(Saved data entries)

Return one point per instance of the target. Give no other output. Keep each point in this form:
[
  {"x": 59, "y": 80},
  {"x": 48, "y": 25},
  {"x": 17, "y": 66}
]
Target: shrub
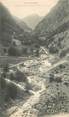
[{"x": 11, "y": 91}]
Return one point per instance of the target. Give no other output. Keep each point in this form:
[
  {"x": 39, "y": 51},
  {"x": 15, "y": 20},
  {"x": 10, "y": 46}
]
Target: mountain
[
  {"x": 32, "y": 20},
  {"x": 54, "y": 28},
  {"x": 23, "y": 25},
  {"x": 10, "y": 28}
]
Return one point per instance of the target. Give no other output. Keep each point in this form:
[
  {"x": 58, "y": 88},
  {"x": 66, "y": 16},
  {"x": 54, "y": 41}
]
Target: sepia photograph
[{"x": 34, "y": 58}]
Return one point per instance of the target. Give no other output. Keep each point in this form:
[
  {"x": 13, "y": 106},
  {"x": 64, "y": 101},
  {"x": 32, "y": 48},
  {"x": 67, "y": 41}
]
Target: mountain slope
[
  {"x": 53, "y": 30},
  {"x": 9, "y": 28},
  {"x": 32, "y": 20},
  {"x": 59, "y": 13},
  {"x": 23, "y": 25}
]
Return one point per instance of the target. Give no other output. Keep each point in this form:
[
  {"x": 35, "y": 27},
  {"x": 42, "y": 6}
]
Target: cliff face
[{"x": 54, "y": 28}]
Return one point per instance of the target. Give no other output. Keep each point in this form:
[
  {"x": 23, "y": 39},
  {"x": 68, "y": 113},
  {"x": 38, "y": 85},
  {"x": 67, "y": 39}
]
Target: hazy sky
[{"x": 22, "y": 8}]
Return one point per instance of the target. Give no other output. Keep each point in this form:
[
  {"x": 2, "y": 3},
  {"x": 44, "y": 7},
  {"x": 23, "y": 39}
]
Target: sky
[{"x": 23, "y": 8}]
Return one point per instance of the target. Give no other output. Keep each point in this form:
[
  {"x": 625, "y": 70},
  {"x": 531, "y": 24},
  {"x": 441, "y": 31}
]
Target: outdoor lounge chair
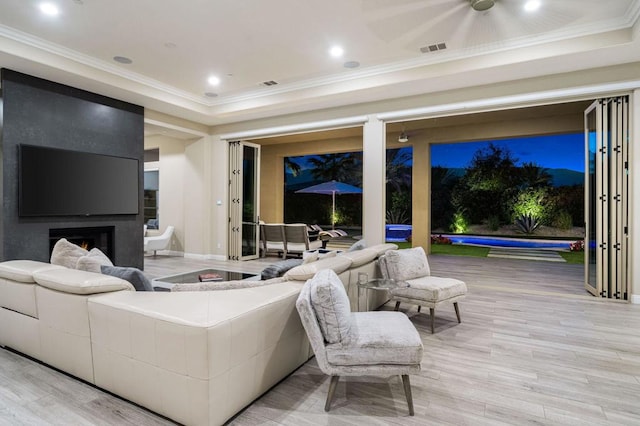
[
  {"x": 273, "y": 239},
  {"x": 297, "y": 239}
]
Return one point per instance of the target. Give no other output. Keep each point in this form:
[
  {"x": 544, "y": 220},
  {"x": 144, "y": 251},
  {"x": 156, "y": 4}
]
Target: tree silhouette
[
  {"x": 292, "y": 166},
  {"x": 534, "y": 176},
  {"x": 343, "y": 167}
]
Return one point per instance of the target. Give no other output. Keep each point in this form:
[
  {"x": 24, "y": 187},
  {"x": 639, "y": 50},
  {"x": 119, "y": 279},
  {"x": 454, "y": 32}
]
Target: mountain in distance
[{"x": 559, "y": 177}]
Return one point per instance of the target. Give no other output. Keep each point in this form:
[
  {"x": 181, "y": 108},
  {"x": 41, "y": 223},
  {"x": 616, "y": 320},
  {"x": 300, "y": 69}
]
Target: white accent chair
[
  {"x": 159, "y": 242},
  {"x": 412, "y": 267},
  {"x": 356, "y": 344}
]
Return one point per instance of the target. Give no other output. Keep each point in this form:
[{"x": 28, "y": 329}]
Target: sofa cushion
[
  {"x": 92, "y": 261},
  {"x": 22, "y": 270},
  {"x": 278, "y": 269},
  {"x": 67, "y": 254},
  {"x": 358, "y": 245},
  {"x": 405, "y": 264},
  {"x": 133, "y": 275},
  {"x": 331, "y": 305},
  {"x": 79, "y": 282},
  {"x": 338, "y": 264},
  {"x": 378, "y": 338},
  {"x": 431, "y": 289},
  {"x": 383, "y": 248}
]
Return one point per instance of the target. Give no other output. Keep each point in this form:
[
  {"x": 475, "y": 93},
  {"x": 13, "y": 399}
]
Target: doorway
[
  {"x": 607, "y": 198},
  {"x": 244, "y": 200}
]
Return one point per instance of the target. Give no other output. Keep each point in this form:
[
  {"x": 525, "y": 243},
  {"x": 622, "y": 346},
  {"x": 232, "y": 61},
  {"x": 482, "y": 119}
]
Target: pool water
[{"x": 400, "y": 233}]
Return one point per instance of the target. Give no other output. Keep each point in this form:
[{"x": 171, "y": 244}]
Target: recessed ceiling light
[
  {"x": 122, "y": 60},
  {"x": 336, "y": 51},
  {"x": 49, "y": 9},
  {"x": 532, "y": 5}
]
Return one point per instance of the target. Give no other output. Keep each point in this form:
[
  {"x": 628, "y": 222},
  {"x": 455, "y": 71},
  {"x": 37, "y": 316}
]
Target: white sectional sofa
[{"x": 195, "y": 357}]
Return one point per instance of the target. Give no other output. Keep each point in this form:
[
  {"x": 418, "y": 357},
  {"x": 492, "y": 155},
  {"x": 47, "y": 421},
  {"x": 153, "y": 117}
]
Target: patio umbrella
[{"x": 331, "y": 188}]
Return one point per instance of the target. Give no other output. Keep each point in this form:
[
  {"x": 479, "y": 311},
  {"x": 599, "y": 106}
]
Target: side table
[{"x": 377, "y": 284}]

§ Exercise directions
The entries above are to be copied exactly, with every picture left out.

§ Answer to the exercise
Return one point per instance of the target. Give no other output. Keep each point in this form:
[
  {"x": 59, "y": 80},
  {"x": 48, "y": 25},
  {"x": 17, "y": 66}
]
Target: shrub
[{"x": 11, "y": 91}]
Return one point per instance of the target. Give no other output. Keep each point in this form:
[
  {"x": 39, "y": 51},
  {"x": 15, "y": 20},
  {"x": 10, "y": 46}
]
Target: mountain
[
  {"x": 32, "y": 20},
  {"x": 54, "y": 28},
  {"x": 23, "y": 25},
  {"x": 10, "y": 28}
]
Return one point per instance of the target. Give no other output. Keep each point in this form:
[
  {"x": 58, "y": 88},
  {"x": 66, "y": 16},
  {"x": 54, "y": 41}
]
Target: sepia photograph
[{"x": 34, "y": 58}]
Return one point per instance of the target. Give no other output. Keep each point in this form:
[
  {"x": 13, "y": 106},
  {"x": 64, "y": 101},
  {"x": 32, "y": 48},
  {"x": 67, "y": 41}
]
Target: mountain slope
[
  {"x": 53, "y": 30},
  {"x": 9, "y": 28},
  {"x": 32, "y": 20},
  {"x": 59, "y": 13},
  {"x": 23, "y": 25}
]
Return one point per instance of the target. Give no other output. Keep each point in this form:
[
  {"x": 35, "y": 27},
  {"x": 42, "y": 6}
]
Target: cliff face
[{"x": 54, "y": 28}]
Return one point per instance of the target. Give no other output. Keep each point in this form:
[
  {"x": 23, "y": 39},
  {"x": 68, "y": 113},
  {"x": 38, "y": 85},
  {"x": 67, "y": 39}
]
Target: hazy sky
[{"x": 22, "y": 8}]
Return one point per instance of the target. Give no other output. Keep each point in this form:
[
  {"x": 2, "y": 3},
  {"x": 44, "y": 7},
  {"x": 23, "y": 39}
]
Target: sky
[{"x": 23, "y": 8}]
Return one point per instance of the target. Give no other output. Keep each point in this form:
[
  {"x": 625, "y": 70},
  {"x": 531, "y": 24},
  {"x": 441, "y": 31}
]
Target: outdoor lounge chair
[
  {"x": 273, "y": 239},
  {"x": 297, "y": 239}
]
Return one point per instance of the target. Give no other output. Keep each point in this form:
[
  {"x": 544, "y": 220},
  {"x": 144, "y": 251},
  {"x": 156, "y": 4}
]
Target: tree silhouette
[
  {"x": 292, "y": 166},
  {"x": 534, "y": 176},
  {"x": 343, "y": 167}
]
Return one point per instance of the target. Give no other output. Keep each point in this form:
[
  {"x": 24, "y": 187},
  {"x": 639, "y": 50},
  {"x": 119, "y": 279},
  {"x": 454, "y": 32}
]
Target: mountain in distance
[{"x": 559, "y": 177}]
Return one point per instance of the target. Give no other output. Keep each point in this form:
[
  {"x": 181, "y": 108},
  {"x": 41, "y": 223},
  {"x": 616, "y": 320},
  {"x": 300, "y": 69}
]
Target: white accent chair
[
  {"x": 159, "y": 242},
  {"x": 412, "y": 267},
  {"x": 356, "y": 344}
]
Return one point per instance of the target. Give no other output. Keep each point in this form:
[{"x": 28, "y": 329}]
Target: sofa cushion
[
  {"x": 92, "y": 261},
  {"x": 22, "y": 270},
  {"x": 278, "y": 269},
  {"x": 67, "y": 254},
  {"x": 358, "y": 245},
  {"x": 405, "y": 264},
  {"x": 133, "y": 275},
  {"x": 331, "y": 305},
  {"x": 79, "y": 282},
  {"x": 338, "y": 264},
  {"x": 378, "y": 338},
  {"x": 431, "y": 289},
  {"x": 383, "y": 248}
]
Return one point per instance of the target. Give no other output. Keep each point in this form:
[
  {"x": 475, "y": 93},
  {"x": 13, "y": 399}
]
Target: doorway
[
  {"x": 607, "y": 198},
  {"x": 244, "y": 200}
]
Return one point per instance of the target. Give no other output. Keep each point in this form:
[
  {"x": 525, "y": 243},
  {"x": 622, "y": 346},
  {"x": 232, "y": 61},
  {"x": 482, "y": 119}
]
Target: pool water
[{"x": 400, "y": 233}]
Return one point per instance of the target. Give no other output. Keep each point in this form:
[{"x": 171, "y": 244}]
Target: recessed ceiling light
[
  {"x": 122, "y": 60},
  {"x": 336, "y": 51},
  {"x": 49, "y": 9},
  {"x": 532, "y": 5}
]
Return one point per instance of the target. Give no other output. Keep each point in this form:
[
  {"x": 628, "y": 222},
  {"x": 455, "y": 71},
  {"x": 37, "y": 316}
]
Target: white sectional sofa
[{"x": 195, "y": 357}]
Return one point per instance of the target. Give no other output. Keep each point in this form:
[
  {"x": 418, "y": 357},
  {"x": 492, "y": 155},
  {"x": 47, "y": 421},
  {"x": 153, "y": 117}
]
Target: patio umbrella
[{"x": 331, "y": 188}]
Return one point per instance of the target. Give no other output. Keep each point in this form:
[
  {"x": 479, "y": 311},
  {"x": 599, "y": 106}
]
Target: side table
[{"x": 377, "y": 284}]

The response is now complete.